#### 課題
美濃囲いでの戦い方を扱った文章のうち、「C図から△5一角▲4一銀△4二飛▲3二銀成△同飛▲5五銀(D図)で、」から「以下、△同角▲同桂不成△同飛▲2四飛(G図)と突破されてしまいます。」までを、最後の語句も含めて一字も変えずに打ち直してください。

#### 示された文章
───

今回はその疑問にお答えすべく、美濃囲いでの戦いを取り上げたいと思います。

今週の週間将棋に載っていた実戦例が教材として適していたので、それを用いたいと思います。

第18期銀河戦▲中村太地四段vs△遠山雄亮四段です。

テーマ図は後手が美濃囲いに組んだところ。

前回の第1図から端歩の突き合いを消して、△6二銀を△7二銀にしたものです。

銀が上がる位置がひとつ違うとどの様に変わるのか注目頂ければと思います。



テーマ図からの指し手
▲3七桂△5一飛(途中図)▲5八金右△9四歩▲9六歩△8四歩(第1図)



◇銀冠を目指す

▲3七桂と跳ねて先手は攻撃準備完了。
いつでも▲4五桂や▲4五銀の仕掛けを敢行できる体勢です。

▲3七桂に△5一飛はワンセットと記憶して下さい。

例えば、先に△3二金と上がれば▲4五銀△同銀▲同桂に対して、

(a)△2二角▲2四歩△同歩▲4一銀(A図)
(b)△5一角▲5三銀(B図)でどちらも必敗級です。



しかし、これが△6二銀型(C図)であった場合は、

C図から△5一角▲4一銀△4二飛▲3二銀成△同飛▲5五銀(D図)で、

劣勢ながらも先に△3二金と上がった罪は軽く済みます。



▲5八金右では▲2四歩(E図)の仕掛けも考えられます。



これは△同歩と取れません。
つまり、▲4五銀△同銀▲同桂不成△4二角▲5三銀(F図)といきなり打ち込む手が成立するからです。

以下、△同角▲同桂不成△同飛▲2四飛(G図)と突破されてしまいます。

───

#### 集めたデータ
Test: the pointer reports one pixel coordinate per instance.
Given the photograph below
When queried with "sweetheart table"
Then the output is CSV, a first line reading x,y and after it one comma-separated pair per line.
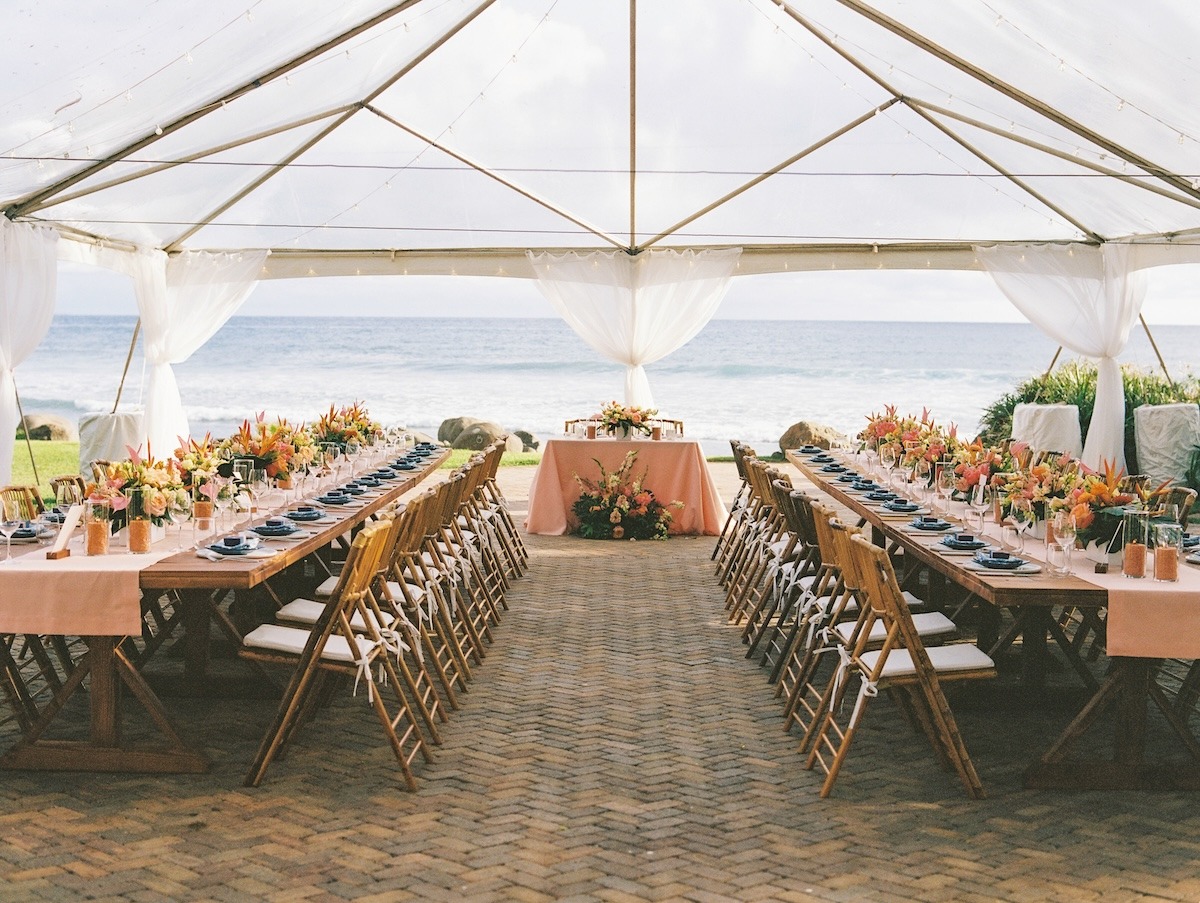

───

#### 解答例
C図から△5一角▲4一銀△4二飛▲3二銀成△同飛▲5五銀(D図)で、

劣勢ながらも先に△3二金と上がった罪は軽く済みます。



▲5八金右では▲2四歩(E図)の仕掛けも考えられます。



これは△同歩と取れません。
つまり、▲4五銀△同銀▲同桂不成△4二角▲5三銀(F図)といきなり打ち込む手が成立するからです。

以下、△同角▲同桂不成△同飛▲2四飛(G図)と突破されてしまいます。